The data Block Start

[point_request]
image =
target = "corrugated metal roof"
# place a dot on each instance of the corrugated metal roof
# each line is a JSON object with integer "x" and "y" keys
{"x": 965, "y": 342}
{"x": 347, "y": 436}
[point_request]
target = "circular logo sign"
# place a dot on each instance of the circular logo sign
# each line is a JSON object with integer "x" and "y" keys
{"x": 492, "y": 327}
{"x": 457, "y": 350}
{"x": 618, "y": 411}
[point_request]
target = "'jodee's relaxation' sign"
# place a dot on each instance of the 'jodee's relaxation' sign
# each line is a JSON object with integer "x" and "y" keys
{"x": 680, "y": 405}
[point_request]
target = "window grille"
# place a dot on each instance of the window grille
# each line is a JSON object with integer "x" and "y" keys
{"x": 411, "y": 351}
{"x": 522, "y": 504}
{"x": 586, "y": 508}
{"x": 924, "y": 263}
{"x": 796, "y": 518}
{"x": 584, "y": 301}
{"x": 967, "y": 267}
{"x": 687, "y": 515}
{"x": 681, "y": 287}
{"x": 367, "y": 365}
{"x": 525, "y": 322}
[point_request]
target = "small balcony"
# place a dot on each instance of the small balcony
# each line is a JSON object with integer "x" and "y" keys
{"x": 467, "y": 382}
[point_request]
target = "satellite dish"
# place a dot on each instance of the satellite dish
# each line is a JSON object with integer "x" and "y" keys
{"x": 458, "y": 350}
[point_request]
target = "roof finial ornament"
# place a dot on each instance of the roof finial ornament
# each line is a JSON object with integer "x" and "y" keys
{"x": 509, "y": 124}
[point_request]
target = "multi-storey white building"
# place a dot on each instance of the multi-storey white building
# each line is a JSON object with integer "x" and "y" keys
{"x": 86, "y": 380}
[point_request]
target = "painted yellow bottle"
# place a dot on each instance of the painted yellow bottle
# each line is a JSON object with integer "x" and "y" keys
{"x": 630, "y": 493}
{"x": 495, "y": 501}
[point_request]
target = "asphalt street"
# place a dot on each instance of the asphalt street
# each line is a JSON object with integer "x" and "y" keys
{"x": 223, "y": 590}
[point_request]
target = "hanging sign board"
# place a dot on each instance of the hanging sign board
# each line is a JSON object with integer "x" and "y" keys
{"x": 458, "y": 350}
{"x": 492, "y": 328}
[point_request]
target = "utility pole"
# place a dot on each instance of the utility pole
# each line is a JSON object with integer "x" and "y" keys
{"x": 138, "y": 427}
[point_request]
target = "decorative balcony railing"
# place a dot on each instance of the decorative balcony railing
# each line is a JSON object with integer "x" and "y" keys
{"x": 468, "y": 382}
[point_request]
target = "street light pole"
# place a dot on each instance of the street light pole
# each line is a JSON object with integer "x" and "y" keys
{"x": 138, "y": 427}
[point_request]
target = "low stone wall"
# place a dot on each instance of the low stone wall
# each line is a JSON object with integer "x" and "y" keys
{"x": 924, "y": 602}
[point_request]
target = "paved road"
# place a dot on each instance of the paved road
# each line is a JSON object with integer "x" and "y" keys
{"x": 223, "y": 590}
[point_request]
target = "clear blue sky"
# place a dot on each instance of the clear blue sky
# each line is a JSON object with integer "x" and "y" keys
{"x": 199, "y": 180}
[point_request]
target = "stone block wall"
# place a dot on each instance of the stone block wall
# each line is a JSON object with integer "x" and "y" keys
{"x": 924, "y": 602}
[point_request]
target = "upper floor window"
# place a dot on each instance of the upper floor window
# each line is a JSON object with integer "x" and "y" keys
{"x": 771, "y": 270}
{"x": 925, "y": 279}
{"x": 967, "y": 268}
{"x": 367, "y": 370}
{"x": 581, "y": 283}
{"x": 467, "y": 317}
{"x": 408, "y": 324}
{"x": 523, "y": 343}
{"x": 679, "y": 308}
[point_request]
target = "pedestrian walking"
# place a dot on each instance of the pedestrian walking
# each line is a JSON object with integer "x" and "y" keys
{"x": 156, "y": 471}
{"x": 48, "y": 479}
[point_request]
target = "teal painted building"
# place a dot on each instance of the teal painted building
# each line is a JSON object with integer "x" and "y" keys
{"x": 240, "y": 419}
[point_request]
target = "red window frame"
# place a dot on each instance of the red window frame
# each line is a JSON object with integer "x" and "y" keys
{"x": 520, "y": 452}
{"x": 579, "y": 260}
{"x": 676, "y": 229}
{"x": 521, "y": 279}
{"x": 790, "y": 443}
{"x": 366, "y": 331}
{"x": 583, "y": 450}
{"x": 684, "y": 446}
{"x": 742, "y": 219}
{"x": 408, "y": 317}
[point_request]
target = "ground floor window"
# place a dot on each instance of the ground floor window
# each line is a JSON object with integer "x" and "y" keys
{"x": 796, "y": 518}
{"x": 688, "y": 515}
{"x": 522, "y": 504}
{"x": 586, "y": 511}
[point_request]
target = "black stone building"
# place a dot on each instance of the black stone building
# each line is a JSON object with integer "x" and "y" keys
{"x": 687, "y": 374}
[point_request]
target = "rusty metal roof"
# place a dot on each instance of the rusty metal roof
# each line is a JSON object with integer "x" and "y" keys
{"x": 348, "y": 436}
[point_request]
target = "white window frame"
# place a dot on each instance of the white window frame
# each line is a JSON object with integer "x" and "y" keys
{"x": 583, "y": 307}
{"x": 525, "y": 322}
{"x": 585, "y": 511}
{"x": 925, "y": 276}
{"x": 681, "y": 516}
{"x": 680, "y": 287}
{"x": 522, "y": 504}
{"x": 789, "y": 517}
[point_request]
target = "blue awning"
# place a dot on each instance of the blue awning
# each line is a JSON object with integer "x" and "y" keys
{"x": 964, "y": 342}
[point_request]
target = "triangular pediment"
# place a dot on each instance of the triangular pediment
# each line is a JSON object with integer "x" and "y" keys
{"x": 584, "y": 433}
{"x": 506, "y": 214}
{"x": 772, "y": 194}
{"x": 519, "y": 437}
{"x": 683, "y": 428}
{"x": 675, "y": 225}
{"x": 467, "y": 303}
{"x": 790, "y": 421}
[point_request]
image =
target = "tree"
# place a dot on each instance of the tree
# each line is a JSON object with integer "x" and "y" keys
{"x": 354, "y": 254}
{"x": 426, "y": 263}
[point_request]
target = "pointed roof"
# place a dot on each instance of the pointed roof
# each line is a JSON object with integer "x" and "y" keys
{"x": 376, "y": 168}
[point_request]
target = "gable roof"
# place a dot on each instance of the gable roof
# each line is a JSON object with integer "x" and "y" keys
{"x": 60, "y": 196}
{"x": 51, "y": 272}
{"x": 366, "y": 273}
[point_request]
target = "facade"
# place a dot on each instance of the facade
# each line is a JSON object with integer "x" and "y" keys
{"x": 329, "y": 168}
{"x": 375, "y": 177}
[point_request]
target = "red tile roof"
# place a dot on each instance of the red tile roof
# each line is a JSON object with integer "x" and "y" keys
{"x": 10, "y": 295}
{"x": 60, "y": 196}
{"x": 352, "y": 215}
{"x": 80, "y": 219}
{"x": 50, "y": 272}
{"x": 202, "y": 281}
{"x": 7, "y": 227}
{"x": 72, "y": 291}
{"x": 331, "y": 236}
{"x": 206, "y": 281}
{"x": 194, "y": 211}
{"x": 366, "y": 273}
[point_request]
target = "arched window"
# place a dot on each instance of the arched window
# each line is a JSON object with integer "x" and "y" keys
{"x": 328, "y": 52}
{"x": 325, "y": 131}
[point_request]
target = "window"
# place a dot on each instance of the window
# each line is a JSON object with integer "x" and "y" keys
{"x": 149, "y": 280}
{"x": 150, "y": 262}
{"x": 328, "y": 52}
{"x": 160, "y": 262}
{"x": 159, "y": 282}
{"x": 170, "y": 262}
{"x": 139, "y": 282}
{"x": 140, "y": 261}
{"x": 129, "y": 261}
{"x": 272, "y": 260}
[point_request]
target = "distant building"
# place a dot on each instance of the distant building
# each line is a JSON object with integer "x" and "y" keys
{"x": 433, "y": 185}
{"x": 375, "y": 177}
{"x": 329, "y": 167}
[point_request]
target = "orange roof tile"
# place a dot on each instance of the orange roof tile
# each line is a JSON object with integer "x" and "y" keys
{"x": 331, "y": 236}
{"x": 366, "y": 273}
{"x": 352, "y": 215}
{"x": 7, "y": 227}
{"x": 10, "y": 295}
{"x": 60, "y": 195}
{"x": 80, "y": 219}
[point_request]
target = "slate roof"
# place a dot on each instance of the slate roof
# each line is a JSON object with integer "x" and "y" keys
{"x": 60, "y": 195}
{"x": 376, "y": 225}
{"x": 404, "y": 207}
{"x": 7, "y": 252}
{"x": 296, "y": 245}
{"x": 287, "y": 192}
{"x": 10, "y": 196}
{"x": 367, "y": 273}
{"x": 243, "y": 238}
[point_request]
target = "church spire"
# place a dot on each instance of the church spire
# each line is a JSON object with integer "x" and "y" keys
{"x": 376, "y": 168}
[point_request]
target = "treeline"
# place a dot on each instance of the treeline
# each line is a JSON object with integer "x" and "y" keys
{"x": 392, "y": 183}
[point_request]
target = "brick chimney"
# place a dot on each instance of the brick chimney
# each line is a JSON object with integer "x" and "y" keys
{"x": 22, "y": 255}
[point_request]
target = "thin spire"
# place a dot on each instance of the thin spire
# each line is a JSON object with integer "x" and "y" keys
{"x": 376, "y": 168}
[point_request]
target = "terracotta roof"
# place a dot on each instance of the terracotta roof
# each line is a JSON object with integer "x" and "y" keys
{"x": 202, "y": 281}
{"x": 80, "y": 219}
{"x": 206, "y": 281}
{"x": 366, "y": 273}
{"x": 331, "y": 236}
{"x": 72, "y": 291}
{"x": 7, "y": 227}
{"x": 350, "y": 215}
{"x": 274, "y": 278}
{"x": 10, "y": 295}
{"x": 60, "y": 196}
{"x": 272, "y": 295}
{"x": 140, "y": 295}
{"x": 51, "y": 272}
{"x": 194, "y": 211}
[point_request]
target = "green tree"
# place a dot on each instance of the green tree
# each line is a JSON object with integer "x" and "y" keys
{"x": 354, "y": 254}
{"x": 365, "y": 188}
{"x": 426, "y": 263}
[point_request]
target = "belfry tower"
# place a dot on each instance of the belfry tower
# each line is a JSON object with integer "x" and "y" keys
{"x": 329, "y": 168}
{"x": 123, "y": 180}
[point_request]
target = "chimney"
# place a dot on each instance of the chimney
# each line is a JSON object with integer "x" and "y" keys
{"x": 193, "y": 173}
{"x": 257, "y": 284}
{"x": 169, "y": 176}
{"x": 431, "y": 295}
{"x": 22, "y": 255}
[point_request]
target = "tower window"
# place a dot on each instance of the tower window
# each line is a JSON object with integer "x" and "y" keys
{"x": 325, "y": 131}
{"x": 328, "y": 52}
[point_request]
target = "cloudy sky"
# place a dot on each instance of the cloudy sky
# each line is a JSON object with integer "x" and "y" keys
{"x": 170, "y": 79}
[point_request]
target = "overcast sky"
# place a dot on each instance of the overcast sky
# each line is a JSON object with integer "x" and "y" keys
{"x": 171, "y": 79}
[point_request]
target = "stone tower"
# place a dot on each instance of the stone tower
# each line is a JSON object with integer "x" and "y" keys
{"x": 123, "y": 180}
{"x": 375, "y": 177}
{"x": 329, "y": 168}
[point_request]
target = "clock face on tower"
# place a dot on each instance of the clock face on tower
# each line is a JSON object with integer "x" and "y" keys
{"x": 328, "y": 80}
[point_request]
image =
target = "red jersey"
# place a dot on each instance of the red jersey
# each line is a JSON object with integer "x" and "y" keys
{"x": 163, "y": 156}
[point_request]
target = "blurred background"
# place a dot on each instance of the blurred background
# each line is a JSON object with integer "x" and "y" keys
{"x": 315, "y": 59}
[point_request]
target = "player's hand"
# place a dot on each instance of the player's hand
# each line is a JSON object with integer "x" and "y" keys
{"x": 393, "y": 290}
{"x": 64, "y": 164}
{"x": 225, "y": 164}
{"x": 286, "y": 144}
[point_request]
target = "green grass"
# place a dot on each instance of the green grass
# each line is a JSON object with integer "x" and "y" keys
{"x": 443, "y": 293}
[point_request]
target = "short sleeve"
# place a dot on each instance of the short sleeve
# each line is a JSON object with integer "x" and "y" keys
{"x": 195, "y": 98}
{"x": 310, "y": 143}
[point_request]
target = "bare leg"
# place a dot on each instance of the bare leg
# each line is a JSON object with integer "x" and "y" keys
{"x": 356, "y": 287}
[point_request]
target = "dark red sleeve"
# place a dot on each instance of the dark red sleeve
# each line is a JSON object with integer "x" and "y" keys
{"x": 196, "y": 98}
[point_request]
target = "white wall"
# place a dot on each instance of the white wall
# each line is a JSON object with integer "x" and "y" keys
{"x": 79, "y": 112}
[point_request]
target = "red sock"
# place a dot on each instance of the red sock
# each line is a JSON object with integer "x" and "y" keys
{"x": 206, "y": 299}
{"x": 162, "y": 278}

The data Block End

Required work
Using the data above, restate word for word the lines from its opening line through the line that contains "# place a dot on each instance of the window grille", and no more.

Written answer
[point_request]
image =
target = "corrugated metal roof"
# place a dot on each instance of the corrugated metal roof
# each line is a JSON object with integer "x" and "y" keys
{"x": 965, "y": 342}
{"x": 347, "y": 436}
[point_request]
target = "circular logo sign"
# place a dot on each instance of the circular logo sign
# each line is a JSON object with integer "x" and "y" keys
{"x": 492, "y": 327}
{"x": 457, "y": 350}
{"x": 618, "y": 411}
[point_request]
target = "'jodee's relaxation' sign"
# place a dot on each instance of the 'jodee's relaxation' sign
# each line is a JSON object with integer "x" and "y" keys
{"x": 680, "y": 405}
[point_request]
target = "window grille"
# place a dot on each instance of the window grille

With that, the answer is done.